_Testo del documento_:

::::::::::

Quindici anni dopo, il nome di Ledeen è riemerso in un’altra inchiesta parlamentare su un’altra operazione da lui escogitata. Parliamo di un “summit” segreto organizzato a Roma nell’ottobre del 2011 tra due funzionari del Pentagono e i vertici del SISMI per valutare un’operazione di spionaggio in Iran. E chi era il perno di quell’operazione? Ancora Ghorbanifar.
Il nome di Ledeen appare al centro di un altro scandalo, Nigergate, legato a presunti contatti tra Niger e Iraq in merito alla fornitura di uranio per la fabbricazione di armi nucleari. La vicenda venne alla luce con un’inchiesta svolta dai giornalisti italiani Carlo Bonini e Giuseppe D’Avanzo, secondo cui l’intelligence militare italiana il SISMI, avrebbe consegnato alla CIA falsi documenti che avrebbero dovuto provare l’importazione di uranio dal Niger da parte dell’Iraq di Saddam Hussein. Tali documenti sarebbero stati, poi, utilizzati dal Presidente degli Stati Uniti George W. Bush come prova dei tentativi del dittatore iracheno di procurarsi armamenti nucleari. Da questo falso si costruì la seconda guerra del Golfo.

::::::::::

_Dati forniti_:
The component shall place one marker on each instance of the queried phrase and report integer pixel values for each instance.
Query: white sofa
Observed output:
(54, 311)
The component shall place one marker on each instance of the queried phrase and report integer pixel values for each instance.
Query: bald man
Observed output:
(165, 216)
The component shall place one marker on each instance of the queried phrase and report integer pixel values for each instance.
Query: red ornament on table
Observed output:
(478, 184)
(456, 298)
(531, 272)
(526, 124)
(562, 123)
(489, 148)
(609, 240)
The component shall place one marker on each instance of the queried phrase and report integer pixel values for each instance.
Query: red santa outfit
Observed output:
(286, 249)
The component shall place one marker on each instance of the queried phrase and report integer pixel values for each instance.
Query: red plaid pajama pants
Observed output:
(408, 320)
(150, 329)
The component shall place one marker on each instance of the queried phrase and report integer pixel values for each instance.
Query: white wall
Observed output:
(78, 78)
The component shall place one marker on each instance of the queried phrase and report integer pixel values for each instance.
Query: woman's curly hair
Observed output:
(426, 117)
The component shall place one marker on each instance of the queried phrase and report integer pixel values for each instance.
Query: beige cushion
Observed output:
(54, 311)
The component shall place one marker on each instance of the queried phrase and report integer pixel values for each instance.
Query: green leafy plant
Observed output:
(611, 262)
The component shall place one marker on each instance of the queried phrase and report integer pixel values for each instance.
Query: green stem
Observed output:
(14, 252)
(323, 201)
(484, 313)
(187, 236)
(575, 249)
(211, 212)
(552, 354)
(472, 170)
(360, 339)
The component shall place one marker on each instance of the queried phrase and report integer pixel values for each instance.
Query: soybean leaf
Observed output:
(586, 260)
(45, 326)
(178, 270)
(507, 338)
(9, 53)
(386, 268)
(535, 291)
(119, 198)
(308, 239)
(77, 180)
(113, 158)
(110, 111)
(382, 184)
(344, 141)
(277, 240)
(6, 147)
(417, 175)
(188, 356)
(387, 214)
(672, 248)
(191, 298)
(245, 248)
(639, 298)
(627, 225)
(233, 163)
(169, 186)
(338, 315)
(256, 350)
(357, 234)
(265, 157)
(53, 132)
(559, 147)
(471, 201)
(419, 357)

::::::::::

_Istruzioni esercizio_:
• 1. Secondo il testo su Ledeen, quali giornalisti italiani condussero l'inchiesta che portò alla luce il Nigergate?
• 2. Traduci in inglese questa frase del testo su Ledeen: «Da questo falso si costruì la seconda guerra del Golfo.»
I record sono materiale a sé, distinto dal testo.

_Elenco soluzioni_:
• 1. Carlo Bonini e Giuseppe D’Avanzo.

• 2. From this forgery the Second Gulf War was built.